[Collection entries]
***

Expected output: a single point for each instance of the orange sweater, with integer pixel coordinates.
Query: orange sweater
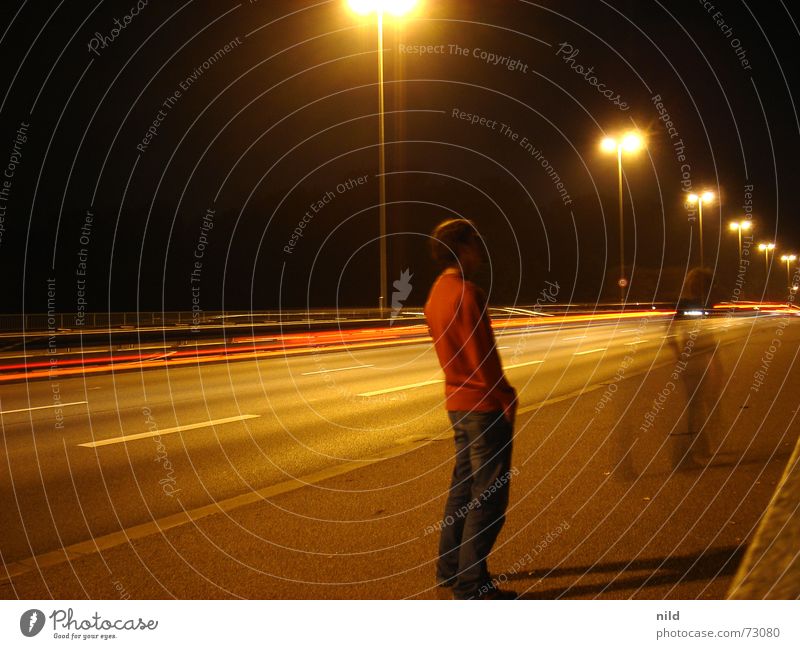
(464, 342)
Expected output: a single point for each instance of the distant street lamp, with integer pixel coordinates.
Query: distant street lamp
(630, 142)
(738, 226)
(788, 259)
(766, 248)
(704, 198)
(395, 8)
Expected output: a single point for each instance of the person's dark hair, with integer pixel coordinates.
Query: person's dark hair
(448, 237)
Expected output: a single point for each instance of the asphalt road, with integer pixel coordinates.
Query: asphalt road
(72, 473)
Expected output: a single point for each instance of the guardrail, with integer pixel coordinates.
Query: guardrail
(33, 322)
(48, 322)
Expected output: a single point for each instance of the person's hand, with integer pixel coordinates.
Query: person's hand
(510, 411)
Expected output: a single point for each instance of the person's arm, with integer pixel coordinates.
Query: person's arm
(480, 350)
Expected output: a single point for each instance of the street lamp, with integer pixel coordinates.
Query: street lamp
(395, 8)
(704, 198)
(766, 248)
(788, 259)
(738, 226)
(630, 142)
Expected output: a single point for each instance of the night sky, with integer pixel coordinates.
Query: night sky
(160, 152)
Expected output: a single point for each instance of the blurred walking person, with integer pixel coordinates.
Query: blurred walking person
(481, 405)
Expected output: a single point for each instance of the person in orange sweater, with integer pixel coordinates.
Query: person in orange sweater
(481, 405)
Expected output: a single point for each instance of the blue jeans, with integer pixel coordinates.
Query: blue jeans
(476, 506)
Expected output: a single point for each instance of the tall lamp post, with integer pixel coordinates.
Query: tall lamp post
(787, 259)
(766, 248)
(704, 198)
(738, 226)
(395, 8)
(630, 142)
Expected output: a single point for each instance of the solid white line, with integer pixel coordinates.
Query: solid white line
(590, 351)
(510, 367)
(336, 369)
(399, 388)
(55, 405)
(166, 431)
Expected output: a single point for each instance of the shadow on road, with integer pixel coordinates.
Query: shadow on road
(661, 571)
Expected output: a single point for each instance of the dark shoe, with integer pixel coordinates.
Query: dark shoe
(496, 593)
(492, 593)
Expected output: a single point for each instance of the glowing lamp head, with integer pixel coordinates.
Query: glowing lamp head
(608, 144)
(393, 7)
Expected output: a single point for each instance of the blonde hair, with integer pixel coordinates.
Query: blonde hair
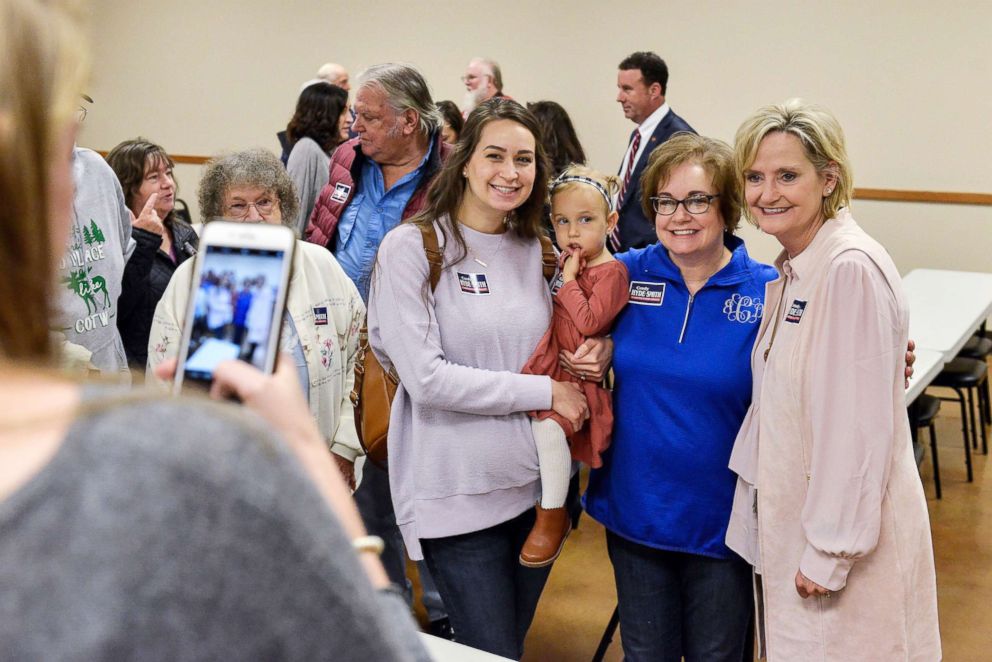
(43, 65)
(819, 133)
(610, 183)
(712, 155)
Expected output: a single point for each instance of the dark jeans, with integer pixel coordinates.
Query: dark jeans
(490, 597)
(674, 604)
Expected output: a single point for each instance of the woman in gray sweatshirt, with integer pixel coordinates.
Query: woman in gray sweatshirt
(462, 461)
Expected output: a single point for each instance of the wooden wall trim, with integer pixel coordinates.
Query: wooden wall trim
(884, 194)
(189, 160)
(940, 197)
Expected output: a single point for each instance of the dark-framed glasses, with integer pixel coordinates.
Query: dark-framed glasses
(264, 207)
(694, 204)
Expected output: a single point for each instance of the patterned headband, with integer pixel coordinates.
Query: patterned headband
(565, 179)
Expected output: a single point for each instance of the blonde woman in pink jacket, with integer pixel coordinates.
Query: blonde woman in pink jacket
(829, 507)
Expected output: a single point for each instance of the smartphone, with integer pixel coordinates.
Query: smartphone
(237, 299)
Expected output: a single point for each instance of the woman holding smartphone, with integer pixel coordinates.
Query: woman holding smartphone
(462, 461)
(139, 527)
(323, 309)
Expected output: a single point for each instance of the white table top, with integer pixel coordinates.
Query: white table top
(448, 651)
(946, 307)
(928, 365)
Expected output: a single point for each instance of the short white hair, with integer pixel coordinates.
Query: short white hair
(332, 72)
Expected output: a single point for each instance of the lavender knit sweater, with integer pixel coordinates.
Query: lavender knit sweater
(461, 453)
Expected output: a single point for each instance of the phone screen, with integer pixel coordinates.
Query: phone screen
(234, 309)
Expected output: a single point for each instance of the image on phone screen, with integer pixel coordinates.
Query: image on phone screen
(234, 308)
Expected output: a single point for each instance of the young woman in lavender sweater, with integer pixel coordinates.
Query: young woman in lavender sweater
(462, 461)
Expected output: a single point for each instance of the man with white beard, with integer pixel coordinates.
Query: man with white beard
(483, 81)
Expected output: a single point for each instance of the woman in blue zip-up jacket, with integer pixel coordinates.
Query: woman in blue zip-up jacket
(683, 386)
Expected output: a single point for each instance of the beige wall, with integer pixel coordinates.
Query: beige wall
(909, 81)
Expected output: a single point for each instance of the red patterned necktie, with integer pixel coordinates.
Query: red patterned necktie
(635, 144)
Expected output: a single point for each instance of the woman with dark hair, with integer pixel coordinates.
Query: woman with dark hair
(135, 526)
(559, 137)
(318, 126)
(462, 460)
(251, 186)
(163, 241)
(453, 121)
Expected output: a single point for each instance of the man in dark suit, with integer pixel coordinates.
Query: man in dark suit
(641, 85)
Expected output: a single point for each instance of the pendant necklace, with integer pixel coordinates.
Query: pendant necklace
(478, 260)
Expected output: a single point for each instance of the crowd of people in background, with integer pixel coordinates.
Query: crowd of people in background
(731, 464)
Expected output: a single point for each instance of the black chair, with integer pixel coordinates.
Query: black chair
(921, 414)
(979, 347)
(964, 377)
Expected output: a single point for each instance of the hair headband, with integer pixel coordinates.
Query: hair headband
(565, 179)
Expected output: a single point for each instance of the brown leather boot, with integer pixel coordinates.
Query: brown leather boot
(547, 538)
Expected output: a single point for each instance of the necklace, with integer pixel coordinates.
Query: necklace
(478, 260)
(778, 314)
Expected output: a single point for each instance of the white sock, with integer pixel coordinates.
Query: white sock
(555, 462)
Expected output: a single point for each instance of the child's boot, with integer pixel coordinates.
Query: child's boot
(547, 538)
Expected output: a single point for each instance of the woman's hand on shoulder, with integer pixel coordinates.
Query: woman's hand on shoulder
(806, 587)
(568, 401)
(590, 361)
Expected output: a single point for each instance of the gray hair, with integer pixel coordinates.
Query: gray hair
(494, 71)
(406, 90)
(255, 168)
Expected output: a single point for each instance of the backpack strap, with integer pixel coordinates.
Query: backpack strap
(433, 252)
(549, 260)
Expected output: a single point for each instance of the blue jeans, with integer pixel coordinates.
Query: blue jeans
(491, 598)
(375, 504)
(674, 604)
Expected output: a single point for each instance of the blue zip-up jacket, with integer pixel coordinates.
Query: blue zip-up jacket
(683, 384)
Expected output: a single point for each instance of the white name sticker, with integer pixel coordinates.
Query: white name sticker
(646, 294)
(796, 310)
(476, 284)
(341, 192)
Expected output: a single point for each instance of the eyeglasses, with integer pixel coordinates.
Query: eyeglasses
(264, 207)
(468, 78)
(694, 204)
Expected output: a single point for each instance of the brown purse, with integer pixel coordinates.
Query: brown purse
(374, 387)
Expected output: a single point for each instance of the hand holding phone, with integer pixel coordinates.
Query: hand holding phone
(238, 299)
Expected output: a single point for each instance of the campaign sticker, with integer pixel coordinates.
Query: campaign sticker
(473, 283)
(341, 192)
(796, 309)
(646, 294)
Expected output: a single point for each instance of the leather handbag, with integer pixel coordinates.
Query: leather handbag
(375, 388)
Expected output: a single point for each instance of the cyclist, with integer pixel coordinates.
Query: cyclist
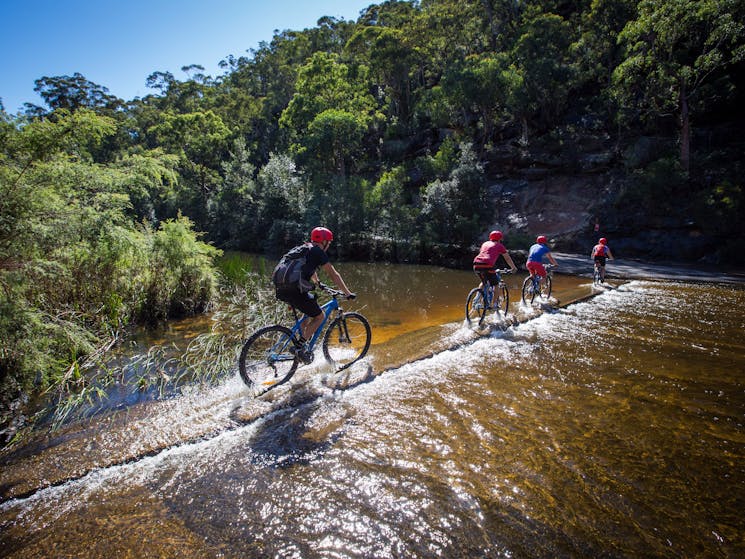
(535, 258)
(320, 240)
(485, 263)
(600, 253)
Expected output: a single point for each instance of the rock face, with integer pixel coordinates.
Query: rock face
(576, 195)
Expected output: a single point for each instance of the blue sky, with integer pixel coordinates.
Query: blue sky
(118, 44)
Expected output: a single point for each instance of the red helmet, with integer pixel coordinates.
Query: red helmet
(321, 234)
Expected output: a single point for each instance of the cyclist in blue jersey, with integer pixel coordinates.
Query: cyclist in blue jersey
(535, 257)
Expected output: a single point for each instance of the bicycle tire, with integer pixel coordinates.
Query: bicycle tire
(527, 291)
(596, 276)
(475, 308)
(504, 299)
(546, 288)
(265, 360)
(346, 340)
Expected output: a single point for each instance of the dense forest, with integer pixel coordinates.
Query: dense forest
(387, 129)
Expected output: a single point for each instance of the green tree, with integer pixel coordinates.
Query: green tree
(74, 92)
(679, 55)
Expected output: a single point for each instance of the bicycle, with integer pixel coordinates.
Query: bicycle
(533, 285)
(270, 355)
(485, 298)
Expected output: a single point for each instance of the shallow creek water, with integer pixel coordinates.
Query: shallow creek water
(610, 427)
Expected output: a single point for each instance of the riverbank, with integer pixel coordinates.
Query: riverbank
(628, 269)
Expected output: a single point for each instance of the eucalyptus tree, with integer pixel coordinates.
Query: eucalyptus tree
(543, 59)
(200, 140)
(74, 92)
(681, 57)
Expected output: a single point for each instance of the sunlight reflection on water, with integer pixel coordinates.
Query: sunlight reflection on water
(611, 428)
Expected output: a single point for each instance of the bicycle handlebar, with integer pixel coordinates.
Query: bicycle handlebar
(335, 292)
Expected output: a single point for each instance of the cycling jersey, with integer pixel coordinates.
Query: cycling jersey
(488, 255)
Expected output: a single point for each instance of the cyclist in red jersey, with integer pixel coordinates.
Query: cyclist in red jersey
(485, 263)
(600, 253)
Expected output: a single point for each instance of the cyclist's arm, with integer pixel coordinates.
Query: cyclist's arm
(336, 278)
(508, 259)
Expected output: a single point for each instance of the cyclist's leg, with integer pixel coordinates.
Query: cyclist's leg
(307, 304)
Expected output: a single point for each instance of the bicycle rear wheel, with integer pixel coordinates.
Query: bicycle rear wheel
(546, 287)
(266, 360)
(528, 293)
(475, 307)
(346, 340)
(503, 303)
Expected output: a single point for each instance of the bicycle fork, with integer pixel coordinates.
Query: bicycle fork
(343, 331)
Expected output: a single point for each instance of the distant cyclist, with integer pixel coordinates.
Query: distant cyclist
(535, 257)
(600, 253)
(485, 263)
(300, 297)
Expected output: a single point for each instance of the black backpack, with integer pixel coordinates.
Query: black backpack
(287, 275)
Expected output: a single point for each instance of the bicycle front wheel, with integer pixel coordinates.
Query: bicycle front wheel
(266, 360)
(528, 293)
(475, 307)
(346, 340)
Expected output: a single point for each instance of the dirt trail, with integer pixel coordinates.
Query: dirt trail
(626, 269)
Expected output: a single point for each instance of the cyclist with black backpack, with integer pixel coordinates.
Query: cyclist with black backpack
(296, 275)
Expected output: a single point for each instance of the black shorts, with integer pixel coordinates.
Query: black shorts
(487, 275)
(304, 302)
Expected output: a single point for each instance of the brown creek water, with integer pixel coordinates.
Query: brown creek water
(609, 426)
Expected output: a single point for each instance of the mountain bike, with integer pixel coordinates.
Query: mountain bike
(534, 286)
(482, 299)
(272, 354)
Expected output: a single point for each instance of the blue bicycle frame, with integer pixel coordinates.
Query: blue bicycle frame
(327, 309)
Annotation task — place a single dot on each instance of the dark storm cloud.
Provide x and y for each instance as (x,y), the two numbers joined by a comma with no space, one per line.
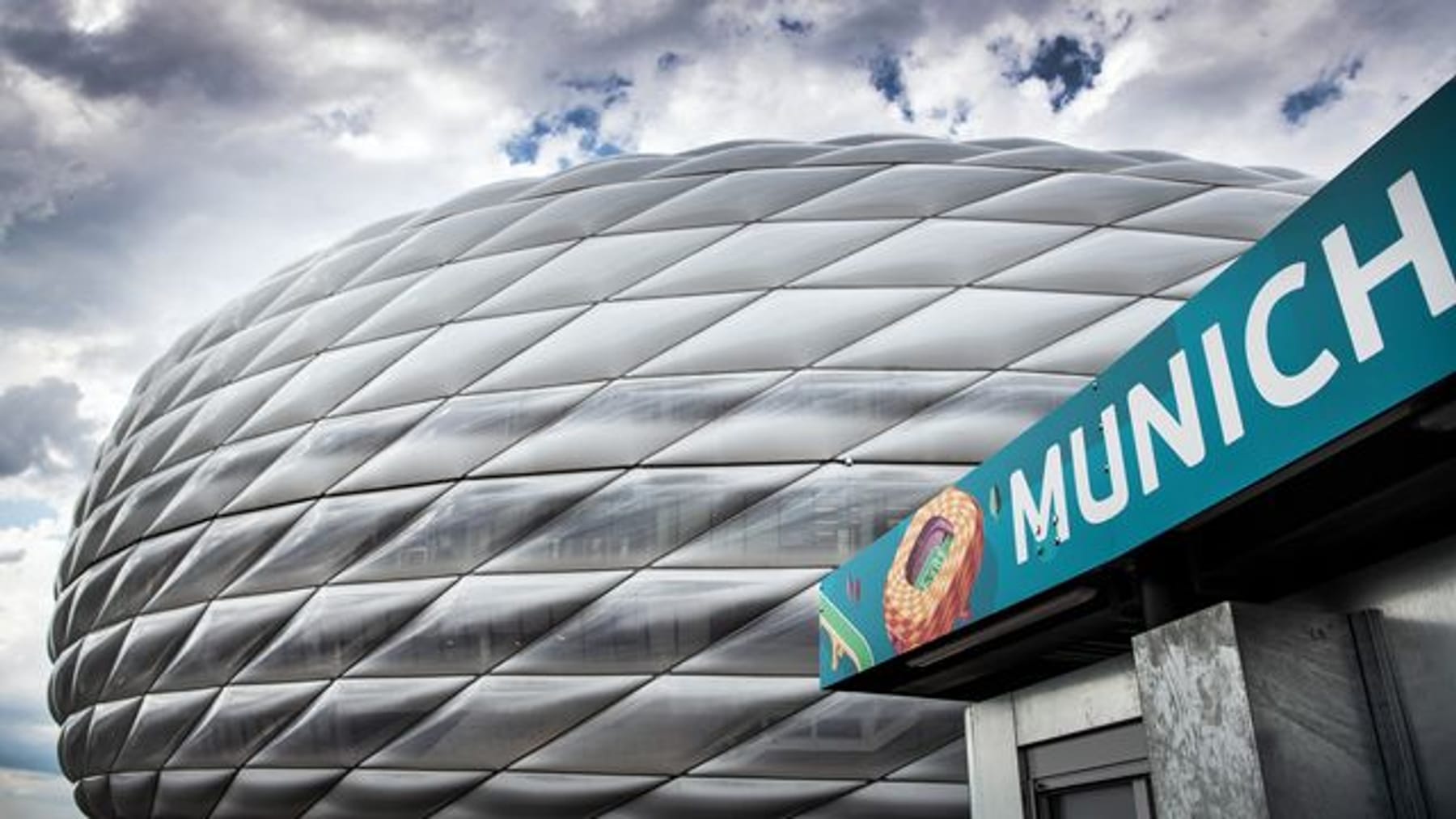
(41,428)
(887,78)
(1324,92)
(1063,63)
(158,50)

***

In the data above, find the line with "knit sweater, with integer pixel coordinates." and the line with "suit, with integer pixel coordinates.". Retype both, plus every line between them, exactly.

Worked solution =>
Expected output: a single point for each instance of the lavender knit sweater, with integer pixel coordinates.
Query: lavender knit sweater
(461, 453)
Expected output: a single point for each instance of the phone screen, with integer pixel coordinates.
Query: phone screen
(234, 309)
Expected output: a single point for each instance of the image on phone screen, with integer pixel coordinates.
Query: image on phone screen
(234, 308)
Expected output: a single point for each instance of the young woman in lavender sweater, with integer pixel coordinates.
Query: young woman in lavender sweater
(462, 461)
Expected output: a single point for each instance of the man with white beard, with integer pixel coordinates.
Query: man with white beard
(483, 81)
Expected output: a single point for each instance of the woman in blue zip-up jacket, with integer pixel coordinates.
Query: woman in blue zip-up jacket
(683, 386)
Expected output: a single point for each instance of the beige wall, with integer pixel coordinates.
Query: beige wall
(909, 81)
Expected output: a single point for each instance of the red patterned necktie, with integer pixel coordinates.
Query: red patterned necktie
(635, 144)
Expected output: a single point for each instance of the woman with dark hair, with integer pixel coordinates.
Query: woman with dark hair
(135, 526)
(559, 137)
(318, 126)
(462, 460)
(251, 186)
(163, 241)
(453, 121)
Expected output: a single point for each instance of the man in dark suit, with integer pixel coordinates.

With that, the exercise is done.